# Provided passage

/---

Researchers Want to Convert Plastic Waste into Vanilla Flavoring. But Will It Really Be Safe to Eat?

By B.N. Frank

No doubt that discarded plastic is a huge problem (see 1, 2, 3).  The good news is that there are people trying to reduce this problem.  This includes a girl who makes clothes from recycled plastic and donates part of the proceeds to animal conservation.

Unfortunately, there are also people offering solutions that could create bigger problems.  For example, there are researchers who want to turn plastic into jet fuel and critics aren’t enthusiastic about this at all.  There are also researchers who want to turn plastic waste into vanilla flavoring.  But how many people would knowingly eat anything flavored with recycled plastic waste even if it’s deemed safe by regulatory agencies like the Food and Drug Administration (FDA)?  After all, the FDA has a long history of NOT protecting the public in a timely manner (see 1, 2, 3, 4).

From Newser:

Here’s the Tastiest Suggestion Yet on Plastic Waste

Researchers convert it into vanilla flavoring

By John Johnson,  Newser Staff
Posted Jun 15, 2021 12:21 PM CDT

(Newser) – Plastic waste is a problem. A big, big problem. Seemingly unrelated fact: Lots of people love vanilla. Scientists at the University of Edinburgh in Scotland have managed to combine these two ideas to come up with one of the most novel suggestions yet for reducing plastic garbage. They figured out a way to convert old plastic into vanilla flavoring that can be eaten, reports the Guardian. Researchers unleashed lab-engineered E. coli to transform terephthalic acid into vanillin, the compound that gives vanilla its distinctive taste and smell, per ZME Science. That acid, or TA, is a molecule derived from PET (polyethylene terephthalate), the polymer commonly used to make plastic bottles, bags, and other products. The researchers got there through a series of chemical reactions spelled out in the journal Green Chemistry.

\---

# Exercise requirements
1) In the plastic-to-vanilla article, which university's scientists found a way to turn old plastic into vanilla flavoring?
2) Using the plastic-to-vanilla article, mark each statement yes or no and quote the words that decide it: (a) The researchers used lab-engineered E. coli to change terephthalic acid into vanillin. (b) The chemical reactions were published in the journal Nature. (c) Critics are enthusiastic about turning plastic into jet fuel.
3) Continue the plastic-to-vanilla article from the point where it stops.

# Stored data
/---

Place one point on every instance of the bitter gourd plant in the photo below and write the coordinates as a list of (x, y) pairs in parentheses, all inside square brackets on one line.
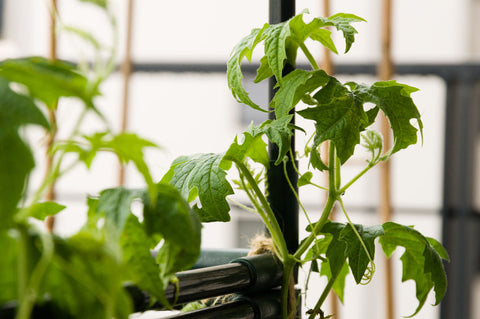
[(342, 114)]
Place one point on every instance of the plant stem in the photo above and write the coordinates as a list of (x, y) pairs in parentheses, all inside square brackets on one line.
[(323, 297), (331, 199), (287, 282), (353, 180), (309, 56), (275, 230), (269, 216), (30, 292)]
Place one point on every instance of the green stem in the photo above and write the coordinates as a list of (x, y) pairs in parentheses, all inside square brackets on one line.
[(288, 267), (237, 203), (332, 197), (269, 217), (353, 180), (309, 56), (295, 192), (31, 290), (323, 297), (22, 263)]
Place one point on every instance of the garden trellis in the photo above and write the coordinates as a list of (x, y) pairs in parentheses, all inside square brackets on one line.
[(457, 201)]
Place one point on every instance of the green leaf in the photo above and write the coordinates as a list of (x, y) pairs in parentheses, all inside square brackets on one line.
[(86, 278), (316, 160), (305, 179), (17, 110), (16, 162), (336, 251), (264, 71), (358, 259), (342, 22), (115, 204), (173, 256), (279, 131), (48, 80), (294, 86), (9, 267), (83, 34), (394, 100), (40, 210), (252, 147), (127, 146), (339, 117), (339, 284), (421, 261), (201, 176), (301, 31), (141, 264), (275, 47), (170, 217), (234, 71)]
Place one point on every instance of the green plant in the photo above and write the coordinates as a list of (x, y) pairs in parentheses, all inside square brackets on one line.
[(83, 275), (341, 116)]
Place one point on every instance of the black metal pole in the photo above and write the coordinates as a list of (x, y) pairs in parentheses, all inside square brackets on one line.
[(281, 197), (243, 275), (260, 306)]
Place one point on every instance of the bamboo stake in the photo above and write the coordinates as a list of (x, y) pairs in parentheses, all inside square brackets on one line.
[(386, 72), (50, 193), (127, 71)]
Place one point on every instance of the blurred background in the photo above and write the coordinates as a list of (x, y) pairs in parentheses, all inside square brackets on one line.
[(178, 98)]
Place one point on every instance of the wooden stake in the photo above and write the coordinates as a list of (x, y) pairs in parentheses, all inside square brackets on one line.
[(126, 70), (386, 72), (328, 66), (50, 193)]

\---

# Answers by item
1) The University of Edinburgh in Scotland.

2)
(a) Yes: "Researchers unleashed lab-engineered E. coli to transform terephthalic acid into vanillin"
(b) No: "a series of chemical reactions spelled out in the journal Green Chemistry"
(c) No: "critics aren’t enthusiastic about this at all"

3)
“Our work challenges the perception of plastic being a problematic waste and instead demonstrates its use as a new carbon resource from which high-value products can be obtained,” says the university’s Dr. Stephen Wallace in a news release. The first experiment—in which they converted a degraded water bottle into vanillin—proved the principle, and researchers will now try to tweak the process to make the conversion more efficient, per the Guardian. They also need to conduct further research to prove that the resulting vanillin is indeed safe for human consumption. The work builds on previous research in which scientists engineered a “super-enzyme” to feast on plastic in the lab. The Edinburgh study goes a step further by converting the resulting product into a potentially valuable commodity. (Read more plastic stories.)

Also noteworthy – some environmental groups have been identified as NOT doing enough about plastic.  Let’s hope that changes.